Maybe I was too young – just 11 years old – or not yet hooked on chess enough to visit the candidates tournament that was held in 1956 in Amsterdam, but I must have read newspaper reports and somewhat later I read the tournament book by Euwe and Mühring (Das Kandidatenturnier für die Weltmeisterschaft 1956), which made me a fan of Tigran Petrosian.
How well he had played and how unlucky he had been during the first five rounds. In round two, in a totally winning position against Bronstein, he didn’t notice that his queen had been attacked and just left it en prise. In the next round, he missed an easy win against Smyslov, the same happened against Spassky in round four, and in round five against Panno he overlooked the possibility to win a pawn.
He had squandered 2½ points in these first 5 rounds, showing great strategy on the way. At the end of the tournament he had scored 9½ points in 18 games, which gave him a shared third place behind Smyslov and Keres.
I was most impressed by his game against Spassky. Gaining space on the queenside in a flank opening, then attacking Black’s stronghold on e5 from left and right, forcing Black to move his pawn to e4, and finally breaking up Black’s pawn chain with a well-timed g3-g4. I found it a beautiful strategy which I have tried to emulate in my own games many times.
The general and justified praise for Petrosian as a defender – “He could spot a threat three rounds in advance” – may have obscured the many other things he was capable of.

### Given instruction 1
In the Petrosian reminiscence, list the opponents named for Petrosian's games in rounds two through five, each with its round.
### Given instruction 2
Echo the passage of the Petrosian reminiscence that begins at the words "How well he" and stops after "Smyslov and Keres.".

### Data listing
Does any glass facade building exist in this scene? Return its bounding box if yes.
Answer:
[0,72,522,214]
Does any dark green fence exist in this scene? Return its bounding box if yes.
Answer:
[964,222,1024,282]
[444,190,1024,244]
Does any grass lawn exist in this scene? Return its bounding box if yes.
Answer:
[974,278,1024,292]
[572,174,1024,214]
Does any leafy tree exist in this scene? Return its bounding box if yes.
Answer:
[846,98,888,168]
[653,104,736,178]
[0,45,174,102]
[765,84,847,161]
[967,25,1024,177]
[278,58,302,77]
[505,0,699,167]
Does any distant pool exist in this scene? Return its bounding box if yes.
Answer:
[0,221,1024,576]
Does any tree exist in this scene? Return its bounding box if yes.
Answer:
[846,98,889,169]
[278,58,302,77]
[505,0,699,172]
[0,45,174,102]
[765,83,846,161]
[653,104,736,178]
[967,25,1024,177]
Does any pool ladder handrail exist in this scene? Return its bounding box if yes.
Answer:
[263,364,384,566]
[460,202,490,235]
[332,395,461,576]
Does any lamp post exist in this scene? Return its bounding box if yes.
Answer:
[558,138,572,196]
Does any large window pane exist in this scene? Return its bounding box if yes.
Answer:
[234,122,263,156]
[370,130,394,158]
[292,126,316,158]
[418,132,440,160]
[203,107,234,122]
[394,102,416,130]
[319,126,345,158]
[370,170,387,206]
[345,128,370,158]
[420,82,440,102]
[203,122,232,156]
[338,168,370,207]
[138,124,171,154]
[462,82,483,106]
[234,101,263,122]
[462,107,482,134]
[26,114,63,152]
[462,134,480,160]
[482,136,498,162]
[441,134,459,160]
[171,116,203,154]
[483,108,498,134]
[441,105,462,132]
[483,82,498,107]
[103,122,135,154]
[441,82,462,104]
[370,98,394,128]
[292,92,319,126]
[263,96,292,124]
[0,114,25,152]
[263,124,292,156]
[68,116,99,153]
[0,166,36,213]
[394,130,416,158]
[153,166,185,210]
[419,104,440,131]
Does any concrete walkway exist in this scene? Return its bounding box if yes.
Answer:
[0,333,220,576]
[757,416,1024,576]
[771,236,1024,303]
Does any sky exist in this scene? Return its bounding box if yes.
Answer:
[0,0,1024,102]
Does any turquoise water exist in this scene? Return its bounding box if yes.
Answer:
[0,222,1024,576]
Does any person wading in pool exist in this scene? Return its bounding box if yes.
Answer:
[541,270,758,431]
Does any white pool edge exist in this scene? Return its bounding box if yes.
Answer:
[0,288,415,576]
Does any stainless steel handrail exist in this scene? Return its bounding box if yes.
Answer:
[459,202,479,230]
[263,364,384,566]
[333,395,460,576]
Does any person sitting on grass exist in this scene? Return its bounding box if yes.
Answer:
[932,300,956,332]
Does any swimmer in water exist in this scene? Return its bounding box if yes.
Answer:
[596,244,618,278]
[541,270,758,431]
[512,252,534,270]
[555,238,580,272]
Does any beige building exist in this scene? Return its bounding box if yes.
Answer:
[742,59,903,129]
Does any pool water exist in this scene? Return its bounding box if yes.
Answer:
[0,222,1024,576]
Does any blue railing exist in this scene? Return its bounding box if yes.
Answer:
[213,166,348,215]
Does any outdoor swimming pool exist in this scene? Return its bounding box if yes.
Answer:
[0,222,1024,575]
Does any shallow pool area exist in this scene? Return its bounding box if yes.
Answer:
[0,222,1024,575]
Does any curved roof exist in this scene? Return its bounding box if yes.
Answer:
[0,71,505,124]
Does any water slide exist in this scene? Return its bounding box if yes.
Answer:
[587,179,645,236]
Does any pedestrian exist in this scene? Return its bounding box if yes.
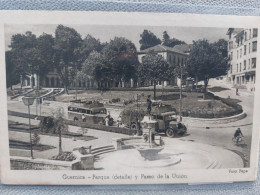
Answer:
[105,117,109,126]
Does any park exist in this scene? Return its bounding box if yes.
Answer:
[6,25,254,170]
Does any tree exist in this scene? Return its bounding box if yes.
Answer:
[78,34,104,63]
[139,30,161,50]
[52,107,68,154]
[54,25,82,94]
[9,31,37,88]
[102,37,139,87]
[162,31,186,47]
[5,51,20,90]
[138,53,173,99]
[32,131,41,146]
[10,31,54,87]
[187,40,228,93]
[35,33,54,87]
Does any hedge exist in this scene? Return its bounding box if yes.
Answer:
[8,110,135,135]
[177,92,243,118]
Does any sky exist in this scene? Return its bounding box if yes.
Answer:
[5,24,228,50]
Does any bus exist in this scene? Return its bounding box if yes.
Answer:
[68,105,107,124]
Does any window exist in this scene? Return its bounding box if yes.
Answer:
[253,28,258,37]
[251,58,256,68]
[252,41,257,52]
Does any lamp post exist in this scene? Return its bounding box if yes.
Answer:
[22,97,34,159]
[179,64,183,122]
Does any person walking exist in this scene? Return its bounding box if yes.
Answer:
[82,114,87,122]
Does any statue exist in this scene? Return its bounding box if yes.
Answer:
[146,95,152,115]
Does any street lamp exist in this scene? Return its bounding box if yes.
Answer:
[22,97,34,159]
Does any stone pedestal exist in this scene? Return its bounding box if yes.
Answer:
[112,138,122,150]
[72,146,94,170]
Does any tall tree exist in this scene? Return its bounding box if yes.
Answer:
[78,34,104,62]
[187,40,228,93]
[10,31,54,88]
[36,33,54,87]
[139,30,161,50]
[162,31,186,47]
[54,25,82,94]
[138,53,173,99]
[9,31,37,88]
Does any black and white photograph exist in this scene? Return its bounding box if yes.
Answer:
[1,10,260,184]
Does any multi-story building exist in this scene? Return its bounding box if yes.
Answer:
[138,44,190,86]
[227,28,258,91]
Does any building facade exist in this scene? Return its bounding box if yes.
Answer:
[227,28,258,91]
[138,44,189,86]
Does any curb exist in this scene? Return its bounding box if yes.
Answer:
[182,112,247,125]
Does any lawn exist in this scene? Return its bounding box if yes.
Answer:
[56,90,177,103]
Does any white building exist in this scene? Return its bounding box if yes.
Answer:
[227,28,258,91]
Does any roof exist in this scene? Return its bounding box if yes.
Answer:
[139,44,187,55]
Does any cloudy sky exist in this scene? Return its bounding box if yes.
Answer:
[5,24,227,50]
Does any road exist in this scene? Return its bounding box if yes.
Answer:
[8,80,254,167]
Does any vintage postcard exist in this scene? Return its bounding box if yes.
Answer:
[0,11,260,185]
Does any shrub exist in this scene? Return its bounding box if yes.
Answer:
[32,131,40,145]
[120,107,145,125]
[51,152,76,161]
[112,98,120,103]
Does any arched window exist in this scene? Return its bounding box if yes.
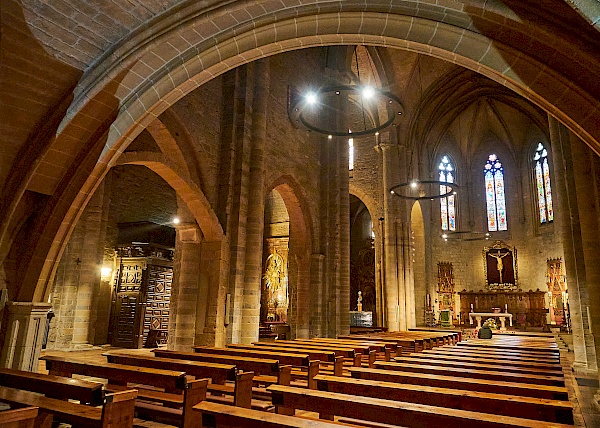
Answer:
[438,156,456,230]
[483,155,507,232]
[533,143,554,224]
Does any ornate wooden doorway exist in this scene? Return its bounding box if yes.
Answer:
[108,245,173,348]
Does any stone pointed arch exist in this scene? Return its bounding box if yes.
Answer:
[115,152,224,241]
[267,176,317,338]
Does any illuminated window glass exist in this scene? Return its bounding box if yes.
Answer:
[533,143,554,224]
[438,156,456,230]
[483,155,507,232]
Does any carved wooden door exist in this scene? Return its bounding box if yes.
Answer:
[110,259,146,348]
[144,264,173,343]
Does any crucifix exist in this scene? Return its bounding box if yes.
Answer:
[489,252,510,284]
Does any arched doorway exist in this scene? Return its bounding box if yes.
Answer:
[410,202,426,326]
[259,189,290,339]
[350,195,377,327]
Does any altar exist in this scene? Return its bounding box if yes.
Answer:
[469,312,512,330]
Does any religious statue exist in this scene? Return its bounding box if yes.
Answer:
[263,251,285,292]
[490,252,510,284]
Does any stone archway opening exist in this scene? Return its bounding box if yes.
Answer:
[350,195,377,327]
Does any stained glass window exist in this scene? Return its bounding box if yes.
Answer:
[438,156,456,230]
[483,155,508,232]
[533,143,554,224]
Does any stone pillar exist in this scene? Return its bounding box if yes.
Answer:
[168,223,206,351]
[0,302,52,372]
[548,116,597,373]
[309,254,325,337]
[240,58,269,343]
[570,133,600,384]
[219,66,253,343]
[200,240,229,346]
[379,141,406,331]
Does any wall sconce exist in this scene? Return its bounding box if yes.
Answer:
[100,266,112,281]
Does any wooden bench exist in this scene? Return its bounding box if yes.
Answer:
[0,368,104,406]
[0,407,38,428]
[423,348,561,368]
[316,375,574,424]
[194,401,340,428]
[194,345,319,389]
[375,361,565,387]
[41,356,208,428]
[394,354,564,377]
[153,349,292,392]
[105,352,254,408]
[0,386,137,428]
[296,337,398,361]
[269,382,567,428]
[350,367,569,401]
[338,334,425,355]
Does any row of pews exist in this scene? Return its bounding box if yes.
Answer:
[0,331,573,428]
[195,332,573,428]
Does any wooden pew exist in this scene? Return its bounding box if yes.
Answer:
[295,337,398,361]
[105,352,254,408]
[316,375,574,424]
[269,384,567,428]
[0,386,137,428]
[194,401,340,428]
[40,356,208,428]
[417,351,562,370]
[375,361,565,387]
[394,354,564,377]
[0,368,104,406]
[338,334,425,355]
[152,349,292,392]
[423,348,560,368]
[350,367,569,401]
[0,407,38,428]
[408,327,462,345]
[194,345,322,389]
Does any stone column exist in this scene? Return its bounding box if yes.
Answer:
[569,133,600,380]
[219,66,253,343]
[0,302,52,372]
[200,240,229,346]
[240,58,269,343]
[379,141,406,331]
[548,116,597,373]
[168,224,206,351]
[309,254,325,337]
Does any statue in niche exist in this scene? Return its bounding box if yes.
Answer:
[263,250,287,321]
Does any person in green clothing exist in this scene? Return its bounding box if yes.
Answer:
[477,322,492,339]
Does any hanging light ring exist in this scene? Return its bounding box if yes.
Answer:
[390,180,459,201]
[289,85,403,137]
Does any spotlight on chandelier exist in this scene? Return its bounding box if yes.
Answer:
[390,179,459,201]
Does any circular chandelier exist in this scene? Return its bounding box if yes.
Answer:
[289,85,402,137]
[390,180,459,201]
[440,230,492,242]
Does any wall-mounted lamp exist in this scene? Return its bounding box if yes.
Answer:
[100,266,112,281]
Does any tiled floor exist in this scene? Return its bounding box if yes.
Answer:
[40,335,600,428]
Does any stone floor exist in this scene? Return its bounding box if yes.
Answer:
[40,334,600,428]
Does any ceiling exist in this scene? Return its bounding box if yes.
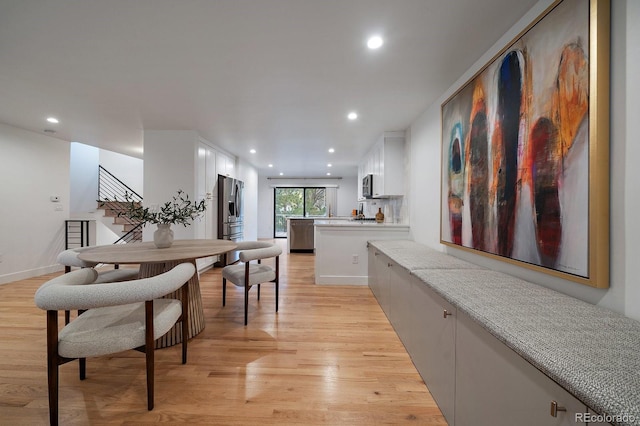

### Task output 1
Bronstein (round two), Smyslov (round three), Spassky (round four), Panno (round five)

### Task output 2
How well he had played and how unlucky he had been during the first five rounds. In round two, in a totally winning position against Bronstein, he didn’t notice that his queen had been attacked and just left it en prise. In the next round, he missed an easy win against Smyslov, the same happened against Spassky in round four, and in round five against Panno he overlooked the possibility to win a pawn.
He had squandered 2½ points in these first 5 rounds, showing great strategy on the way. At the end of the tournament he had scored 9½ points in 18 games, which gave him a shared third place behind Smyslov and Keres.